_Texto mostrado:_
+ + + + + + +

As novas instalações foram projetadas por Amorim e calculadas pelo colega José Bassalo, resultando no arrojo estrutural dos engenheiros, algo não muito comum aos outros profissionais que atuavam, nessa época, em Belém, mesmo os que já praticavam a arquitetura moderna. A nova arquibancada foi executada em complexa estrutura em balanço e a piscina olímpica, para atender também à modalidade de saltos ornamentais, ganhou tal profundidade que, por muitos anos, foi a de maior volume d’água em todo o Brasil. Considerando o trampolim de 10 metros de altura, a profundidade máxima da piscina chegou aos 4,5 metros.
Com relação ao edifício para administração e atividades sociais do clube, destaca-se que Amorim, mesmo sem a formação de arquiteto, ousou modelar formas e volumes explorando ao máximo a plasticidade e todas as possibilidades do concreto armado.
Através desses artifícios, conseguiu caracterizar o partido arquitetônico do edifício como uma arquitetura modernista de linguagem diferente das demais construções modernas de Belém. Em entrevista com José Bassalo, o engenheiro afirma que o edifício foi uma inovação tanto na arquitetura como na engenharia praticadas na cidade, pois ele e Amorim executaram formas, estruturas e balanços ainda impossíveis dentro dos parâmetros de construção conhecidos em Belém.
Outras grandes virtudes – que serão vistas a seguir – da linguagem modernista empregada por Amorim são a rampa de acesso ao pavimento superior do edifício, que conferiu acessibilidade e mobilidade aos idosos e portadores de deficiências motoras, e a vista panorâmica de todo o clube a partir do edifício sede, já que a boate circular apresenta fechamentos em vidro e sacada circundante.

+ + + + + + +

_Descrição da tarefa:_
Responda de acordo com o texto sobre o clube:
(a) Quem fez os cálculos das novas instalações projetadas por Amorim?
(b) Qual foi a profundidade máxima da piscina?
(c) Que características da boate circular permitem a vista panorâmica do clube?

_Dados de origem:_

+ + + + + + +

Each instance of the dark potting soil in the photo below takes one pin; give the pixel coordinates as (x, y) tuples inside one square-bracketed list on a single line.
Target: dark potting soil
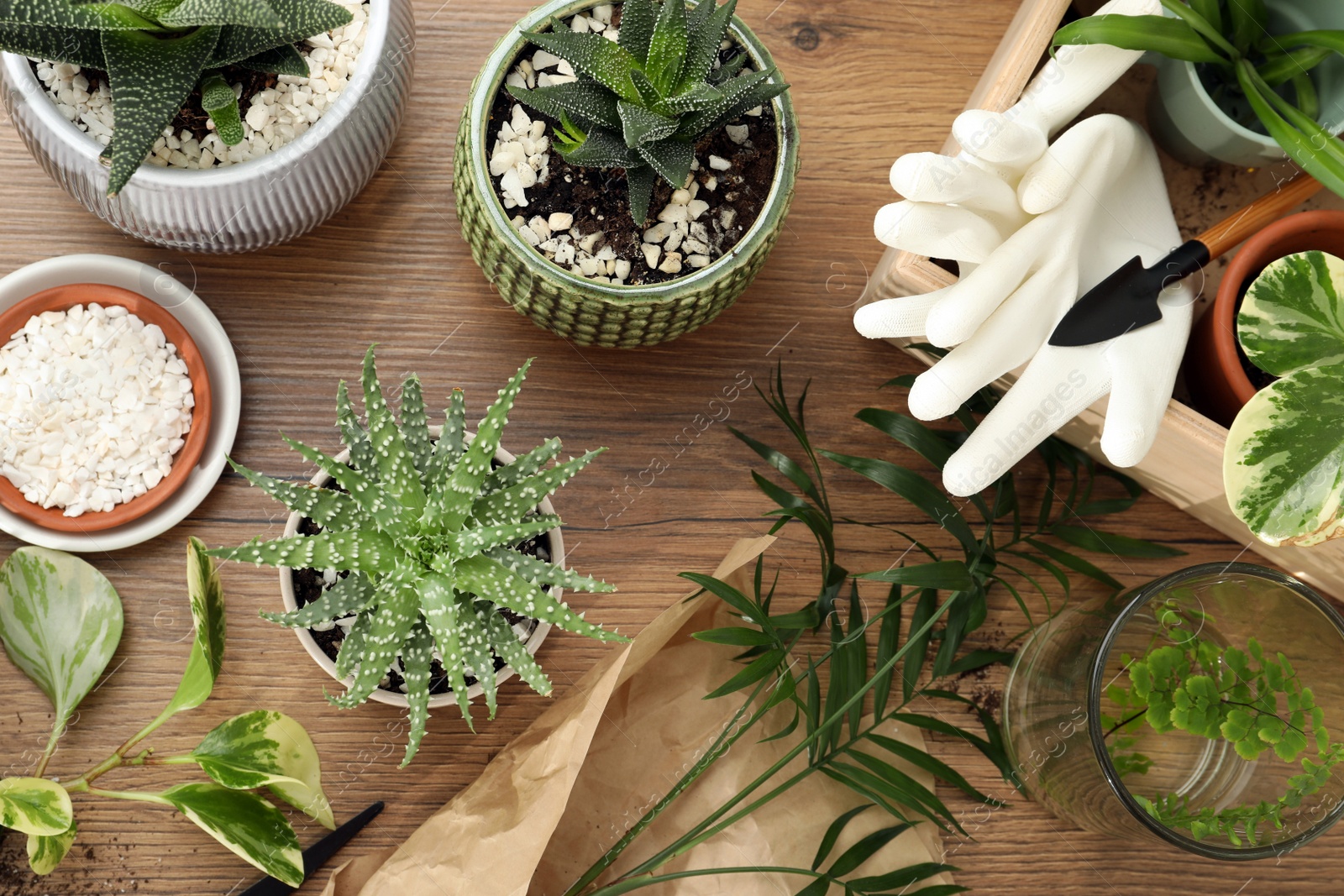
[(192, 116), (600, 201), (309, 586)]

+ + + + + + +

_Resposta:_
(a) O engenheiro José Bassalo.
(b) 4,5 metros.
(c) Os fechamentos em vidro e a sacada em volta.